Tarefa — Troque "Output" por "Saída" em todos os dados a seguir e escreva tudo de novo, sem mudar mais nada.

Entradas tiradas de uma coleção —
+ + + +

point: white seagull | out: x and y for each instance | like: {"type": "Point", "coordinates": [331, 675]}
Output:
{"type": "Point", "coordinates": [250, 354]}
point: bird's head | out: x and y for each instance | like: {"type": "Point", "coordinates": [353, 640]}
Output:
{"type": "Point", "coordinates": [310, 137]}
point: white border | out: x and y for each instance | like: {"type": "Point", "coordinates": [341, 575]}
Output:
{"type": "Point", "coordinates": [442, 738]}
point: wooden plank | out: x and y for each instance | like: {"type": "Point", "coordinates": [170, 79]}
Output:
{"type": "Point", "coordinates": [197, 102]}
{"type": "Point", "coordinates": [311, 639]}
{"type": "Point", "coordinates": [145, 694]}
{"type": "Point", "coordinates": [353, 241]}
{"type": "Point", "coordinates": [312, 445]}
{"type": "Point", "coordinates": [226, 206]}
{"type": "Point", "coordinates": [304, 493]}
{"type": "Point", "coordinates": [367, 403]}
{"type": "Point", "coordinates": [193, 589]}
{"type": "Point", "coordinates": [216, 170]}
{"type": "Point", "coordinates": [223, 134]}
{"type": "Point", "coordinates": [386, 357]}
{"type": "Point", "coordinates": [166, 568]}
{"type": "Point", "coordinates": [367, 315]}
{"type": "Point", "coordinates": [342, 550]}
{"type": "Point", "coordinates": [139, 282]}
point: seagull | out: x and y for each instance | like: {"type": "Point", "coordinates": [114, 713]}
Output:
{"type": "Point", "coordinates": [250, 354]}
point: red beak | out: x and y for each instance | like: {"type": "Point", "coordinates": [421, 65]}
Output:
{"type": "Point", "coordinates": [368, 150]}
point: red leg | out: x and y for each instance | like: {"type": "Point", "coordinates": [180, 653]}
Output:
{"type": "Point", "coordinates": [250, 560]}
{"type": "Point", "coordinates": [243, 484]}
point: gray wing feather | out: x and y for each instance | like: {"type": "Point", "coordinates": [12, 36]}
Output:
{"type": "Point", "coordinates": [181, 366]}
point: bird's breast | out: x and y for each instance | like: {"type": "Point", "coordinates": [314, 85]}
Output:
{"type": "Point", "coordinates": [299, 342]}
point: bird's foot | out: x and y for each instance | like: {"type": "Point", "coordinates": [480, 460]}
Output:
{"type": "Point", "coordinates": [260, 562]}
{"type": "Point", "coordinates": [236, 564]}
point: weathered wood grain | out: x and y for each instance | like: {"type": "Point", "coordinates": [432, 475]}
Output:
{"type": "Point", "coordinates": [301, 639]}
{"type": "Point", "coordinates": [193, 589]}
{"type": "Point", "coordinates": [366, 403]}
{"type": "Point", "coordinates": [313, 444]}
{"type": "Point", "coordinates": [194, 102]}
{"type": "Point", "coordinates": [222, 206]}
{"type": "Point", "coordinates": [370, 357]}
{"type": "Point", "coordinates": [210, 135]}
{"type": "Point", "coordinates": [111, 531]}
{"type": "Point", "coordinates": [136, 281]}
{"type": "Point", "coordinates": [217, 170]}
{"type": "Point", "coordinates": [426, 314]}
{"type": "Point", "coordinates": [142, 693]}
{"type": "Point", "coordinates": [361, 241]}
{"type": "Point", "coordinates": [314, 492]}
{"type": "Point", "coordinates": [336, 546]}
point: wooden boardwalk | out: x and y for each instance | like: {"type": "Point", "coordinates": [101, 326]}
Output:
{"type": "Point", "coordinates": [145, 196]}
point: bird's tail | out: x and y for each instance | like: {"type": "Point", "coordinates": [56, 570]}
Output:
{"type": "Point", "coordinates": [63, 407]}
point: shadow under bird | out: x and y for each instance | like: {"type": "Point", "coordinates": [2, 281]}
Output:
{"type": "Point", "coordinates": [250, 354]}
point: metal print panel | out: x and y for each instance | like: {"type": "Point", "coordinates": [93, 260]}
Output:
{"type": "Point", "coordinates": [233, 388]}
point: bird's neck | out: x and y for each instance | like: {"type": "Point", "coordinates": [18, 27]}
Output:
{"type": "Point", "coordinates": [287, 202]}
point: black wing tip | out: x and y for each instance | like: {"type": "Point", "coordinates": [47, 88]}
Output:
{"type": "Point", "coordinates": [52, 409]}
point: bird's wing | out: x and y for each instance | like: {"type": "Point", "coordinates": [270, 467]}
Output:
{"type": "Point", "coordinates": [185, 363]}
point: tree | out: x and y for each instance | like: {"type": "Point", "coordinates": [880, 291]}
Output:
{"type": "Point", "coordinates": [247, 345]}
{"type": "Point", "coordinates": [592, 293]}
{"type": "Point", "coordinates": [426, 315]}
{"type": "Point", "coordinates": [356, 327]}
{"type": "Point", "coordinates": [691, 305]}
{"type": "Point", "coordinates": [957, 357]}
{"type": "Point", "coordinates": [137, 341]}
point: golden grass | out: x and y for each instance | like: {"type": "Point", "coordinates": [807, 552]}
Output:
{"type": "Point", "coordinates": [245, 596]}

+ + + +

Resposta —
point: white seagull | out: x and y for each instance | like: {"type": "Point", "coordinates": [331, 675]}
Saída:
{"type": "Point", "coordinates": [250, 354]}
point: bird's head | out: x and y for each instance | like: {"type": "Point", "coordinates": [353, 640]}
Saída:
{"type": "Point", "coordinates": [310, 137]}
point: white border | out: x and y for each instance | like: {"type": "Point", "coordinates": [341, 575]}
Saída:
{"type": "Point", "coordinates": [442, 738]}
point: wooden plank | out: x and y for each instance | like: {"type": "Point", "coordinates": [170, 79]}
Saída:
{"type": "Point", "coordinates": [197, 102]}
{"type": "Point", "coordinates": [311, 639]}
{"type": "Point", "coordinates": [145, 694]}
{"type": "Point", "coordinates": [353, 241]}
{"type": "Point", "coordinates": [312, 445]}
{"type": "Point", "coordinates": [226, 206]}
{"type": "Point", "coordinates": [304, 493]}
{"type": "Point", "coordinates": [367, 403]}
{"type": "Point", "coordinates": [193, 589]}
{"type": "Point", "coordinates": [216, 170]}
{"type": "Point", "coordinates": [223, 134]}
{"type": "Point", "coordinates": [386, 357]}
{"type": "Point", "coordinates": [166, 568]}
{"type": "Point", "coordinates": [367, 315]}
{"type": "Point", "coordinates": [342, 550]}
{"type": "Point", "coordinates": [139, 282]}
point: seagull | out: x and y for each instance | like: {"type": "Point", "coordinates": [114, 713]}
Saída:
{"type": "Point", "coordinates": [250, 354]}
point: red beak | out: x and y for each instance | like: {"type": "Point", "coordinates": [421, 65]}
Saída:
{"type": "Point", "coordinates": [368, 150]}
point: red leg | out: x and y for each instance | like: {"type": "Point", "coordinates": [180, 653]}
Saída:
{"type": "Point", "coordinates": [250, 560]}
{"type": "Point", "coordinates": [243, 484]}
point: gray wing feather | out: x and y for each instance | like: {"type": "Point", "coordinates": [12, 36]}
Saída:
{"type": "Point", "coordinates": [181, 366]}
point: bird's breast | out: x and y for each instance | like: {"type": "Point", "coordinates": [314, 85]}
Saída:
{"type": "Point", "coordinates": [299, 342]}
point: bird's foot | out: x and y for each instance | like: {"type": "Point", "coordinates": [480, 460]}
Saída:
{"type": "Point", "coordinates": [260, 562]}
{"type": "Point", "coordinates": [236, 564]}
point: weathered wood grain | out: x and y for each instance | like: {"type": "Point", "coordinates": [432, 475]}
Saída:
{"type": "Point", "coordinates": [301, 639]}
{"type": "Point", "coordinates": [193, 589]}
{"type": "Point", "coordinates": [366, 403]}
{"type": "Point", "coordinates": [313, 444]}
{"type": "Point", "coordinates": [194, 102]}
{"type": "Point", "coordinates": [222, 206]}
{"type": "Point", "coordinates": [370, 357]}
{"type": "Point", "coordinates": [210, 135]}
{"type": "Point", "coordinates": [111, 531]}
{"type": "Point", "coordinates": [136, 281]}
{"type": "Point", "coordinates": [217, 170]}
{"type": "Point", "coordinates": [426, 314]}
{"type": "Point", "coordinates": [142, 693]}
{"type": "Point", "coordinates": [361, 241]}
{"type": "Point", "coordinates": [314, 492]}
{"type": "Point", "coordinates": [336, 546]}
point: wooden boardwalk | out: x and y for each instance | like: {"type": "Point", "coordinates": [101, 326]}
Saída:
{"type": "Point", "coordinates": [145, 196]}
point: bird's tail | out: x and y for each instance | like: {"type": "Point", "coordinates": [56, 570]}
Saída:
{"type": "Point", "coordinates": [63, 407]}
point: shadow under bird | out: x and y for each instance | like: {"type": "Point", "coordinates": [2, 281]}
Saída:
{"type": "Point", "coordinates": [250, 354]}
point: metal print panel | out: x and y for each instance | like: {"type": "Point", "coordinates": [93, 260]}
Saída:
{"type": "Point", "coordinates": [233, 388]}
point: bird's neck | out: x and y for each instance | like: {"type": "Point", "coordinates": [18, 27]}
Saída:
{"type": "Point", "coordinates": [287, 202]}
point: black wing tip | out: x and y for each instance | like: {"type": "Point", "coordinates": [47, 88]}
Saída:
{"type": "Point", "coordinates": [52, 409]}
point: bird's wing | out: x and y for each instance | like: {"type": "Point", "coordinates": [270, 467]}
Saída:
{"type": "Point", "coordinates": [185, 363]}
point: tree | out: x and y for each instance | like: {"type": "Point", "coordinates": [880, 291]}
Saída:
{"type": "Point", "coordinates": [247, 345]}
{"type": "Point", "coordinates": [592, 293]}
{"type": "Point", "coordinates": [426, 315]}
{"type": "Point", "coordinates": [356, 327]}
{"type": "Point", "coordinates": [691, 305]}
{"type": "Point", "coordinates": [957, 357]}
{"type": "Point", "coordinates": [137, 341]}
point: golden grass | out: x and y for each instance | like: {"type": "Point", "coordinates": [807, 552]}
Saída:
{"type": "Point", "coordinates": [245, 596]}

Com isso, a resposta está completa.